▸ **WHAT YOU ARE ASKED TO DO**
Go through the records and report each line holding the string "tree".

◆ ◆ ◆ ◆

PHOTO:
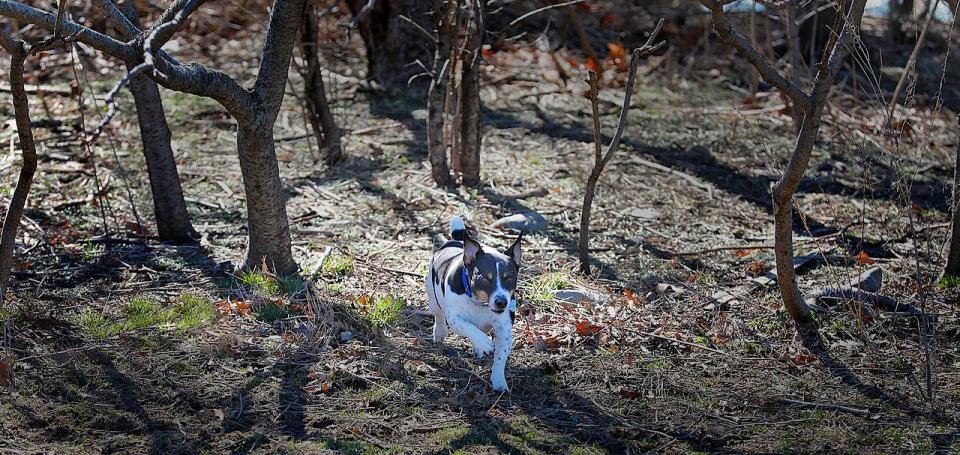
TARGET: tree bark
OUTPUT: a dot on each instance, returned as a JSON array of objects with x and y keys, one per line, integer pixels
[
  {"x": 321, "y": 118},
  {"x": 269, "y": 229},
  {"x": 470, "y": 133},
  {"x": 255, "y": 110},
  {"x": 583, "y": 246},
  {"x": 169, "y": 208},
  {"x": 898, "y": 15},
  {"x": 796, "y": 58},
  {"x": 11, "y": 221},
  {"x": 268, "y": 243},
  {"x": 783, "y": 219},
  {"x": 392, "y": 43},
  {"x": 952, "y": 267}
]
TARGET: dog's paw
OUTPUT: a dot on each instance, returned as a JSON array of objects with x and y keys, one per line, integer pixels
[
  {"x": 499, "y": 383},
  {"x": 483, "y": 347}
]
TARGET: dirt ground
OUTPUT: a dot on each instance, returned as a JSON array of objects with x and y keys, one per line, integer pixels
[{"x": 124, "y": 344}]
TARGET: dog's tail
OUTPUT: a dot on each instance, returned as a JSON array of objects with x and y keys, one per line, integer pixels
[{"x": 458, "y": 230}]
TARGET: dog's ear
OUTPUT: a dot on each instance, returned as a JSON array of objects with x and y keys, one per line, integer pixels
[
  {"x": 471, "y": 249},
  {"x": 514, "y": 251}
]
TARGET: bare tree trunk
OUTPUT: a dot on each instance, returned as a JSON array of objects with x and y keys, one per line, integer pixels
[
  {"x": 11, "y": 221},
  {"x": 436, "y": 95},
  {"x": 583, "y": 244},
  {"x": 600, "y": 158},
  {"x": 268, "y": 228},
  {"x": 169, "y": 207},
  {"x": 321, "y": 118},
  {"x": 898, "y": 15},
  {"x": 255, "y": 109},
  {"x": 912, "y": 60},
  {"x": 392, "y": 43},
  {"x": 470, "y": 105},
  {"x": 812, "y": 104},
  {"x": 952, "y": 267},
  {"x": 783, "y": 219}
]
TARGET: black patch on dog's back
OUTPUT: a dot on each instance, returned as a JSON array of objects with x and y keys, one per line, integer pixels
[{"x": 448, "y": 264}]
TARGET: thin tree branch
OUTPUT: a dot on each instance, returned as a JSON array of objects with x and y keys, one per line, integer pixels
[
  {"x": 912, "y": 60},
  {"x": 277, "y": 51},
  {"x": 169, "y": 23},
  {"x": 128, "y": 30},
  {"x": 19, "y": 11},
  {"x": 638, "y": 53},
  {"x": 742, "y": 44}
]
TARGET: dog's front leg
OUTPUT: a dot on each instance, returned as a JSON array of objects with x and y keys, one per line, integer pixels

◆ ◆ ◆ ◆

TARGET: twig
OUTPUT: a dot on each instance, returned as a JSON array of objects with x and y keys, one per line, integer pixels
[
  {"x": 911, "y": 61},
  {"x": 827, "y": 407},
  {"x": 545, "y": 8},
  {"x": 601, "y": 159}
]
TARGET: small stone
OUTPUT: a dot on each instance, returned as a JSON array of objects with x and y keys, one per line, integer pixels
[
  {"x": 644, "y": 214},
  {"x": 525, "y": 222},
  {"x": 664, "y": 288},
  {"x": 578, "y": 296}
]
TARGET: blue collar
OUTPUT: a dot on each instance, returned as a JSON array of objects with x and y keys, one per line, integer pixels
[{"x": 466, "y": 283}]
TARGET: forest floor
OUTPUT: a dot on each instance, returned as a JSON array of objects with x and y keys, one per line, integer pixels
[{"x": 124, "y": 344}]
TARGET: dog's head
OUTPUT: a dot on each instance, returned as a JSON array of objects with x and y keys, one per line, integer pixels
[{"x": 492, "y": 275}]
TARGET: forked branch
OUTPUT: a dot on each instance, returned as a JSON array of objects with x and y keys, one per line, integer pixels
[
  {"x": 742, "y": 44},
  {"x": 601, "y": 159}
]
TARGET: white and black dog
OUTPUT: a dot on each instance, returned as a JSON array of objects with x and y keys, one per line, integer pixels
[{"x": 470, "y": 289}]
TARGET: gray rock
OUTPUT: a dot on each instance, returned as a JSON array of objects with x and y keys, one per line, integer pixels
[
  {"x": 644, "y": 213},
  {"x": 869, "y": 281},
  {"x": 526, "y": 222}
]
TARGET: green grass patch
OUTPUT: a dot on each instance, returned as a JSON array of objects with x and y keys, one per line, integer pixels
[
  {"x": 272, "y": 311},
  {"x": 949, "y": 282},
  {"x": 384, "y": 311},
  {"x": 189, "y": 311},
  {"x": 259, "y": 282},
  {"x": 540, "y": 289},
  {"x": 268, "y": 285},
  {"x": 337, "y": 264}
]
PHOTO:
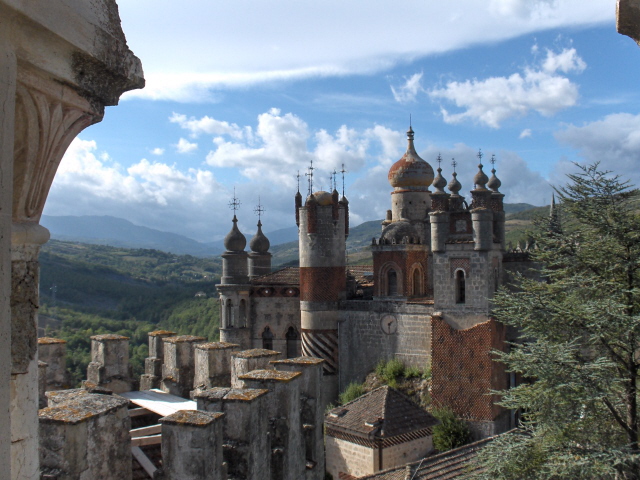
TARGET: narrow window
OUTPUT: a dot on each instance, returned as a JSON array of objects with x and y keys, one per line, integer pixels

◆ ◆ ◆ ◆

▸ **ANSWER**
TARGET: tree bark
TARGET: bare tree trunk
TARGET: thin tree branch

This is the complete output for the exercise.